**Page extract:**
━━━━━━━━

While the UK has generally been one of the leading advocates of a greener, more sustainable energy policy over the past few decades, it has always been more ambivalent when it comes to committing significant sums of hard public cash. While just under a quarter of a billion pounds is still modest compared to the R&D budgets of some of the world’s leading corporations (Amazon alone is set to invest roughly 50 times that sum in overall R&D in 2017), it nonetheless represents an important step forward.
Battery storage matters of course because, based on current knowledge, it offers the most efficient and practicable way of converting energy into a form where it can be stored safely, and in a limited space (an important factor for buildings, especially for homes), and then be available for instant use ‘on demand’. Given that the key renewable energies, wind and solar, are inherently irregular, this form of storage is crucial to their development.
Clark’s stated aim is no less than “to ensure that the UK is the place in the world where new battery technology especially in combination with the auto sector is not just developed but is commercialised.”
Experience suggests that individual countries can indeed emerge as leaders in innovative green technology in a way that not only helps the environment but makes a major contribution to their economy. Denmark, for example, has emerged as a global giant in wind-power technology, helped not just by an abundance of wind – which many countries enjoy – but by leadership in the development of the requisite technology.

━━━━━━━━

**Location annotation dataset excerpts:**
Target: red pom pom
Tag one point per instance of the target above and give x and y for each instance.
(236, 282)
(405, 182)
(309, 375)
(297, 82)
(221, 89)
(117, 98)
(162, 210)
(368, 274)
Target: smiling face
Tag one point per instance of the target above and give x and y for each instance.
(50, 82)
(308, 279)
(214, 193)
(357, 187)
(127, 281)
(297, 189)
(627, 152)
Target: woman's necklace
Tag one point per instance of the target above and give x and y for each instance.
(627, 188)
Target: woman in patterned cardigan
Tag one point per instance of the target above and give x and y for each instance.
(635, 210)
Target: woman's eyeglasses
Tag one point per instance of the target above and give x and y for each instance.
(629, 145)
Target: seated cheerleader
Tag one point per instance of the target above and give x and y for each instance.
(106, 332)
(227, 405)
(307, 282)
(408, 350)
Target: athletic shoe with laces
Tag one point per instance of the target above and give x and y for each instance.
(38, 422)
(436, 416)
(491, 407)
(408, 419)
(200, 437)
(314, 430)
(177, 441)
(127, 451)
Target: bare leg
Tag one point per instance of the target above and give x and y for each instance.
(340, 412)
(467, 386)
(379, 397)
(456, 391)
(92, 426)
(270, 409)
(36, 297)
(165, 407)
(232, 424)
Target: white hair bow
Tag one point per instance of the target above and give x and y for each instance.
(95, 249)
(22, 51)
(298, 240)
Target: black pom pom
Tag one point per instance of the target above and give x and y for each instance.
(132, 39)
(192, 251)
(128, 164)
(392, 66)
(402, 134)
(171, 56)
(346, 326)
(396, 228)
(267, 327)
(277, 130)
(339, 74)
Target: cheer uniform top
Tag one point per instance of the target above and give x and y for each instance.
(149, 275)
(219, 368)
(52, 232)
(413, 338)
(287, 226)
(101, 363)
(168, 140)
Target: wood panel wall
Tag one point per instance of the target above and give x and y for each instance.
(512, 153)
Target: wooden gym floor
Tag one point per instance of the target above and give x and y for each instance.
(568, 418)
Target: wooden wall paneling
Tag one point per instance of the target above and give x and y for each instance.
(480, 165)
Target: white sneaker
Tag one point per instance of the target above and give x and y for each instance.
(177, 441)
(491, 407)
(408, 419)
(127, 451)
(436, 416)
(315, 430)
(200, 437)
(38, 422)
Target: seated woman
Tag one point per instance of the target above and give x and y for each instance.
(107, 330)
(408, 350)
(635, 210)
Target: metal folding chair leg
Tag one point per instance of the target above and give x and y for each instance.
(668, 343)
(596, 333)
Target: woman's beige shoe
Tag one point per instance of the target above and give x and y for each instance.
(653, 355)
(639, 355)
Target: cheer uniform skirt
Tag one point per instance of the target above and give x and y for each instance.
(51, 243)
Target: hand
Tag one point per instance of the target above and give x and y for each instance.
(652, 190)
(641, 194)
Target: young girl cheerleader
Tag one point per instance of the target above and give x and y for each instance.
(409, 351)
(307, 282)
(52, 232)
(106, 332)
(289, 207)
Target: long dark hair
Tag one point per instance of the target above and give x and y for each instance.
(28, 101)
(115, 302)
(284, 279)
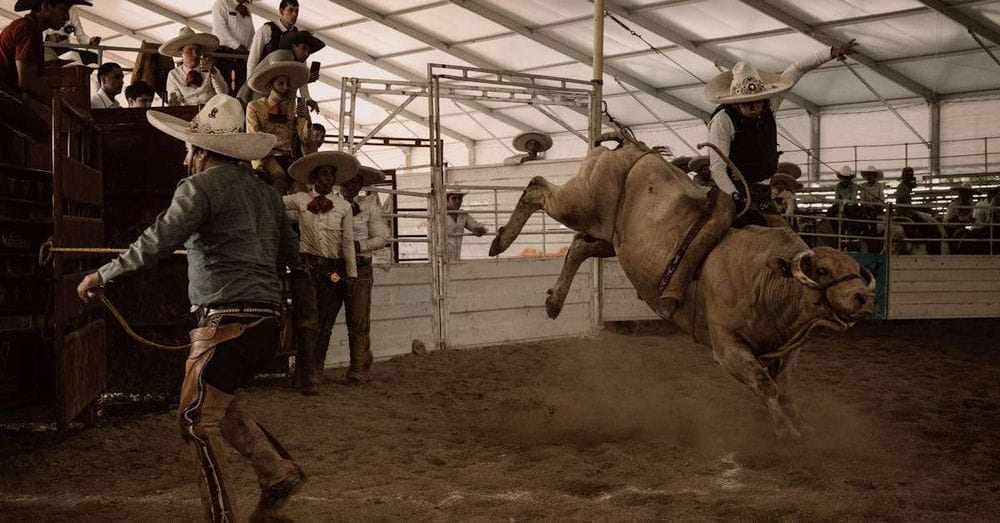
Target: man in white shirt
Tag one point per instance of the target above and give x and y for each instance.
(233, 24)
(456, 225)
(196, 79)
(110, 78)
(326, 250)
(370, 235)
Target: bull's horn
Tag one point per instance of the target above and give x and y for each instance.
(869, 278)
(797, 270)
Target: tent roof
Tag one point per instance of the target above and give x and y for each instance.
(913, 46)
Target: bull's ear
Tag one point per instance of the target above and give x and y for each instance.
(781, 265)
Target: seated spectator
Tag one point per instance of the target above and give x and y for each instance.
(960, 209)
(232, 23)
(317, 135)
(196, 79)
(295, 46)
(72, 28)
(110, 79)
(278, 114)
(21, 51)
(139, 94)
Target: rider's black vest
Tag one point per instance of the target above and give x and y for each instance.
(273, 44)
(754, 148)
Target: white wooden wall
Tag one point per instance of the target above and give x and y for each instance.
(621, 302)
(502, 301)
(402, 310)
(944, 287)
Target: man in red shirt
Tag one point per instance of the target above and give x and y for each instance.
(21, 52)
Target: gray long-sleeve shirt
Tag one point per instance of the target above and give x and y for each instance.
(236, 233)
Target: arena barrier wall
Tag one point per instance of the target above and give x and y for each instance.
(928, 287)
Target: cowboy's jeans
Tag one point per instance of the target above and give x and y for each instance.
(222, 357)
(331, 296)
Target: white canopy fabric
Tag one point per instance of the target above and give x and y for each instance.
(914, 46)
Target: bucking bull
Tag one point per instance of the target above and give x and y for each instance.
(760, 294)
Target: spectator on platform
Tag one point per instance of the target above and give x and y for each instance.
(139, 94)
(232, 23)
(267, 39)
(196, 79)
(74, 28)
(317, 135)
(904, 191)
(295, 46)
(110, 79)
(22, 55)
(327, 253)
(280, 115)
(960, 209)
(456, 225)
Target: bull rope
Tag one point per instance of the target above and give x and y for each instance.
(45, 254)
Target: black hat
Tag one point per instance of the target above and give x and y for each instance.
(300, 37)
(27, 5)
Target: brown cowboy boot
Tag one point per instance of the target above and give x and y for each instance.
(703, 236)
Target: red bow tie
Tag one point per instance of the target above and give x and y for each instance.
(320, 205)
(194, 78)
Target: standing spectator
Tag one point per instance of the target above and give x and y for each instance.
(268, 38)
(326, 249)
(904, 191)
(278, 114)
(370, 235)
(75, 28)
(196, 79)
(232, 23)
(456, 225)
(139, 94)
(21, 51)
(110, 79)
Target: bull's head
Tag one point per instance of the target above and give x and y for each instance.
(845, 288)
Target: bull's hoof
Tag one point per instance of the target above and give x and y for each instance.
(553, 305)
(498, 244)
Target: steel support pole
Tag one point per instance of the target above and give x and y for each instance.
(934, 108)
(814, 145)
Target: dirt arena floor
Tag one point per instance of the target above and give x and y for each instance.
(614, 427)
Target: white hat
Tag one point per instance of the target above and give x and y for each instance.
(370, 175)
(521, 141)
(187, 36)
(744, 83)
(345, 166)
(260, 79)
(218, 127)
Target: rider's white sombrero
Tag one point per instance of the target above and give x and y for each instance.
(521, 141)
(187, 36)
(744, 83)
(260, 79)
(345, 166)
(218, 127)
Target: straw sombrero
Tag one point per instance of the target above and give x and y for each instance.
(788, 179)
(187, 36)
(370, 175)
(790, 169)
(345, 165)
(697, 163)
(521, 141)
(744, 83)
(871, 169)
(218, 127)
(260, 79)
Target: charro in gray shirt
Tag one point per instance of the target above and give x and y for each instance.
(235, 230)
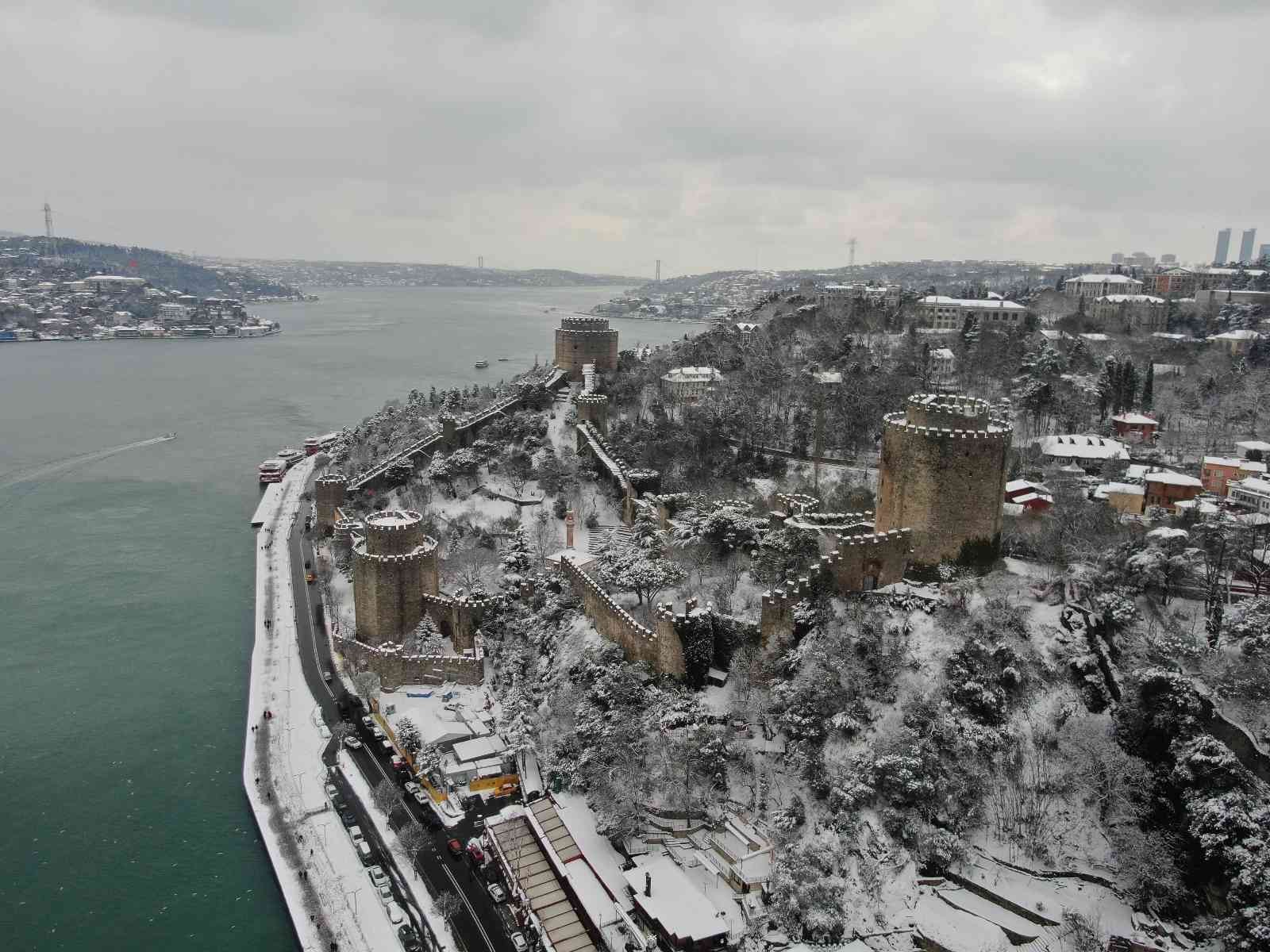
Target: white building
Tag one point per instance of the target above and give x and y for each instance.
(952, 313)
(687, 385)
(1255, 494)
(1102, 286)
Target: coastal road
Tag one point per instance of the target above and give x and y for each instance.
(478, 926)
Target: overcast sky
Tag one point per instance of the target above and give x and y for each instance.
(602, 136)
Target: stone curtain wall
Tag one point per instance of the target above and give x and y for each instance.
(581, 340)
(397, 668)
(329, 495)
(457, 617)
(943, 475)
(660, 647)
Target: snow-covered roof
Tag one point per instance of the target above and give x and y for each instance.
(1136, 419)
(1172, 479)
(940, 300)
(1104, 279)
(1081, 447)
(1126, 489)
(677, 903)
(479, 748)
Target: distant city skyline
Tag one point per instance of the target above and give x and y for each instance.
(602, 137)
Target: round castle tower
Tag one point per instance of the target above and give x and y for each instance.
(394, 565)
(943, 474)
(586, 340)
(329, 494)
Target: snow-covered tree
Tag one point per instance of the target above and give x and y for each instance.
(518, 559)
(647, 577)
(427, 639)
(408, 736)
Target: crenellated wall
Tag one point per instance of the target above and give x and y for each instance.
(582, 340)
(457, 617)
(943, 475)
(394, 566)
(658, 647)
(397, 668)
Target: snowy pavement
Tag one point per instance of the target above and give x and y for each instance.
(283, 771)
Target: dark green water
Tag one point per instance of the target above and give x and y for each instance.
(126, 588)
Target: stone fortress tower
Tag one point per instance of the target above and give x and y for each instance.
(943, 474)
(586, 340)
(329, 494)
(394, 566)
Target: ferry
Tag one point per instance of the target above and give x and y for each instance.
(290, 456)
(315, 444)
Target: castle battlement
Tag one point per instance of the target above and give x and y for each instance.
(997, 429)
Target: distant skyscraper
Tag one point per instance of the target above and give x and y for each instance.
(1250, 235)
(1223, 247)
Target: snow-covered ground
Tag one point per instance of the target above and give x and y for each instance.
(283, 770)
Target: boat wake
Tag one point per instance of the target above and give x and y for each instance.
(71, 463)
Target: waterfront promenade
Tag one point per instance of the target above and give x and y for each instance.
(325, 886)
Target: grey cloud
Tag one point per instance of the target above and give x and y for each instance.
(594, 135)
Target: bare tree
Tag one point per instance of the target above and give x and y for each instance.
(387, 797)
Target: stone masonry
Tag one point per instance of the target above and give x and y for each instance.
(394, 566)
(582, 340)
(660, 647)
(329, 494)
(943, 474)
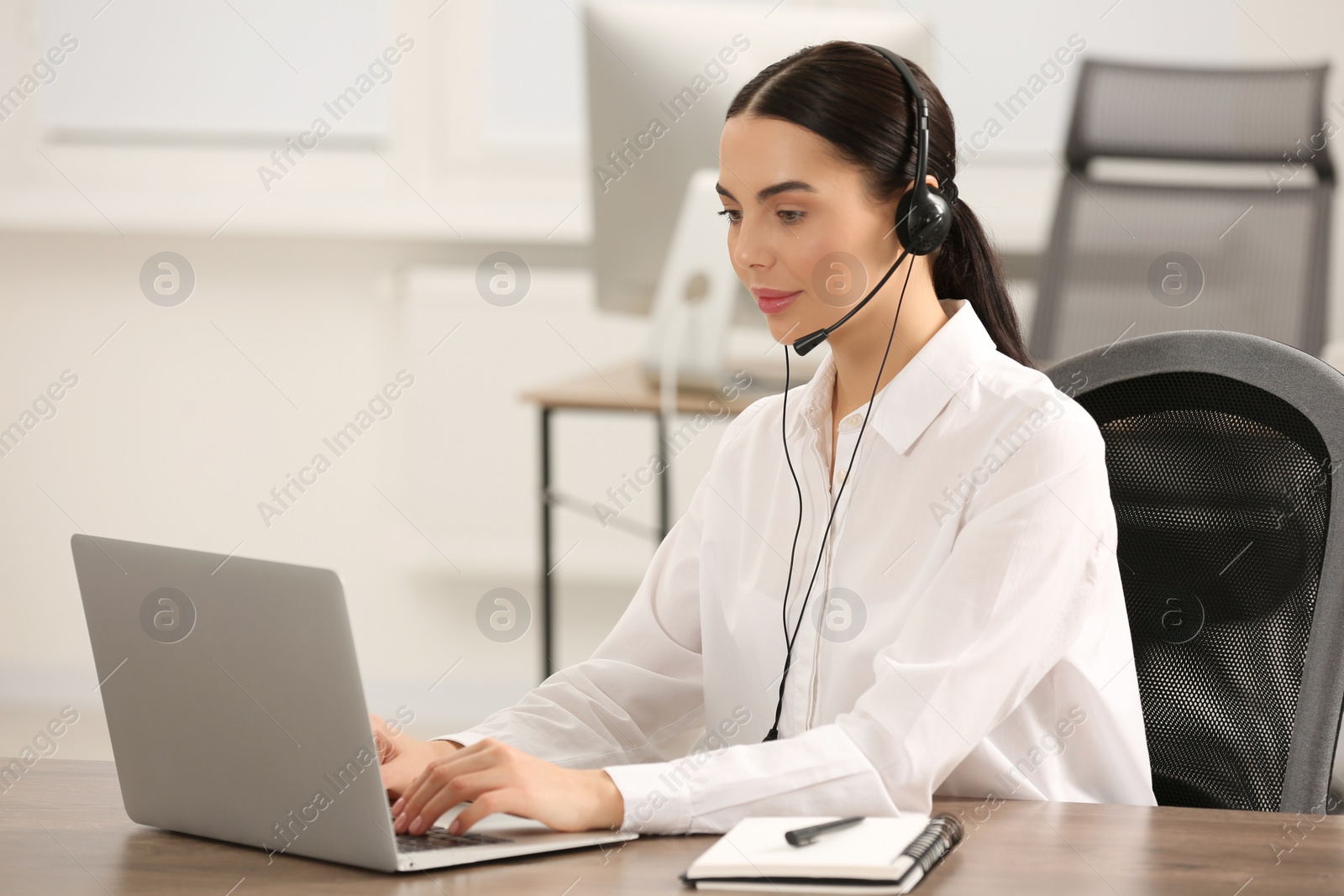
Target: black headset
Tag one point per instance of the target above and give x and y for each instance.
(924, 219)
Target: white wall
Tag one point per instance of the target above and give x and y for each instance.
(174, 437)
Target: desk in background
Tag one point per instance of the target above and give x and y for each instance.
(64, 831)
(622, 390)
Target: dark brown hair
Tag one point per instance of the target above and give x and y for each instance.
(855, 98)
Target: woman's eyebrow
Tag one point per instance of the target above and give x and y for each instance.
(783, 187)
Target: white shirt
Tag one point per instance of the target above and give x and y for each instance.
(974, 640)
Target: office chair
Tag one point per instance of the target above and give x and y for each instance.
(1221, 449)
(1132, 253)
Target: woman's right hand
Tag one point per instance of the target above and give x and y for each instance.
(403, 758)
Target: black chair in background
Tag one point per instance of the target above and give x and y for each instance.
(1221, 450)
(1131, 251)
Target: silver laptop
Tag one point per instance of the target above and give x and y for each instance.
(237, 712)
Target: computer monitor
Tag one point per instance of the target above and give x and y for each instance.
(660, 76)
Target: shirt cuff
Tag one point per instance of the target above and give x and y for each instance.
(658, 799)
(465, 738)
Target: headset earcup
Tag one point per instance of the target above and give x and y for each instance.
(921, 228)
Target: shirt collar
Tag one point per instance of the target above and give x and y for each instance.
(914, 396)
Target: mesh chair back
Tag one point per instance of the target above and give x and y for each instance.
(1131, 258)
(1221, 450)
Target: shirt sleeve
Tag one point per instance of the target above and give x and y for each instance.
(1001, 610)
(640, 696)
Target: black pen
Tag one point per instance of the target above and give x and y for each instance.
(804, 836)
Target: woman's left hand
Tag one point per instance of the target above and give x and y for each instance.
(501, 778)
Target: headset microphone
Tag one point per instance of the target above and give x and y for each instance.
(924, 217)
(806, 343)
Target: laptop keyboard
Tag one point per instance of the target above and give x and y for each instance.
(440, 839)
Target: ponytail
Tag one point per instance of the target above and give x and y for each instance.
(967, 266)
(851, 96)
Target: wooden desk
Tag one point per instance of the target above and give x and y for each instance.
(64, 831)
(622, 390)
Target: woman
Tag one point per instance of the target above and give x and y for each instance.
(954, 622)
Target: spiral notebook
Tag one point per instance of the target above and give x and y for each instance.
(875, 856)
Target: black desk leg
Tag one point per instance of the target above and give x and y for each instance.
(548, 629)
(664, 479)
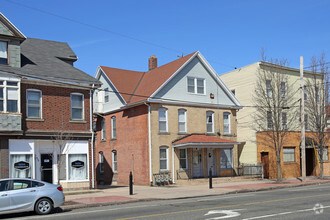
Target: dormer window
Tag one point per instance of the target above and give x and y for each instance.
(3, 53)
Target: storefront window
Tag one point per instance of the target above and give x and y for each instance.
(77, 166)
(21, 166)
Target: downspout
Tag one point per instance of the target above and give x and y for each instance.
(149, 140)
(91, 92)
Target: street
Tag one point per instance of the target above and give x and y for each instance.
(308, 202)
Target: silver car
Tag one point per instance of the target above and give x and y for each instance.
(20, 195)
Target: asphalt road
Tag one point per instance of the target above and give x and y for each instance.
(309, 202)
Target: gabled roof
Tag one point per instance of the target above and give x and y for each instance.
(46, 60)
(201, 139)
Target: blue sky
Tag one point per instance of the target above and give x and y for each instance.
(229, 33)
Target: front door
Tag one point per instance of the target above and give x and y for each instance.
(197, 163)
(47, 168)
(211, 161)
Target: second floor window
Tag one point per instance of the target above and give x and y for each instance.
(182, 119)
(162, 119)
(77, 106)
(3, 53)
(113, 127)
(33, 103)
(209, 122)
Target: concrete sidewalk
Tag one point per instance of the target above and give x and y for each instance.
(120, 194)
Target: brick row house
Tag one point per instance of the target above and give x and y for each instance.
(176, 121)
(45, 111)
(253, 149)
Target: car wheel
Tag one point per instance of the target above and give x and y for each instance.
(43, 206)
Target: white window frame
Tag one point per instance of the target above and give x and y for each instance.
(162, 159)
(4, 86)
(83, 106)
(196, 85)
(183, 158)
(287, 153)
(228, 124)
(113, 127)
(184, 111)
(103, 134)
(210, 113)
(163, 121)
(27, 102)
(114, 162)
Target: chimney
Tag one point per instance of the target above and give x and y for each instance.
(152, 62)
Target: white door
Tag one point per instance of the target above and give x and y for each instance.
(197, 163)
(211, 161)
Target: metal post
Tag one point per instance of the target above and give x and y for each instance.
(210, 179)
(130, 183)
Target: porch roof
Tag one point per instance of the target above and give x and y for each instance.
(202, 140)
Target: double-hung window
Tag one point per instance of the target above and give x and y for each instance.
(77, 106)
(182, 120)
(33, 98)
(196, 85)
(210, 122)
(3, 53)
(226, 123)
(162, 120)
(163, 158)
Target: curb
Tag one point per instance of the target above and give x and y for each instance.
(81, 205)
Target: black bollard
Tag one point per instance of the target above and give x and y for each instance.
(130, 183)
(210, 179)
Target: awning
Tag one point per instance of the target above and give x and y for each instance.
(203, 141)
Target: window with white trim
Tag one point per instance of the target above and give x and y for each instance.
(113, 127)
(34, 103)
(288, 154)
(226, 123)
(162, 120)
(114, 161)
(196, 85)
(210, 122)
(3, 53)
(77, 106)
(9, 96)
(226, 158)
(183, 159)
(182, 120)
(163, 158)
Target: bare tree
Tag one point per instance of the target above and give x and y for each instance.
(317, 92)
(274, 100)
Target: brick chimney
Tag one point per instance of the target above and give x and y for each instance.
(152, 62)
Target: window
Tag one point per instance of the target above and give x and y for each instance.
(183, 159)
(113, 127)
(182, 119)
(103, 129)
(269, 90)
(77, 106)
(226, 123)
(163, 158)
(196, 85)
(269, 121)
(3, 53)
(226, 158)
(114, 161)
(33, 103)
(288, 154)
(77, 172)
(284, 121)
(162, 119)
(325, 154)
(101, 162)
(283, 90)
(106, 95)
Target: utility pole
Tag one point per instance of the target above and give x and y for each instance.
(302, 116)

━━━━━━━━

**Things to do:**
1/ Answer these questions from the battery storage passage:
(a) Roughly how many times the UK sum is Amazon set to invest in overall R&D in 2017?
(b) Which two renewable energies are described as inherently irregular?
(c) Which country has emerged as a global giant in wind-power technology?
2/ Edit the stretch of the battery storage passage from "Clark’s stated aim" through "the requisite technology.", putting "world leader" in place of "global giant".
3/ According to the battery storage passage, why is battery storage crucial to the development of the key renewable energies?
The entries are not needed for any of this work.

**Task solutions:**
1/
(a) Roughly 50 times.
(b) Wind and solar.
(c) Denmark.

2/
Clark’s stated aim is no less than “to ensure that the UK is the place in the world where new battery technology especially in combination with the auto sector is not just developed but is commercialised.”
Experience suggests that individual countries can indeed emerge as leaders in innovative green technology in a way that not only helps the environment but makes a major contribution to their economy. Denmark, for example, has emerged as a world leader in wind-power technology, helped not just by an abundance of wind – which many countries enjoy – but by leadership in the development of the requisite technology.

3/ Wind and solar are inherently irregular. Battery storage lets their energy be stored safely in a limited space and then be available for instant use on demand.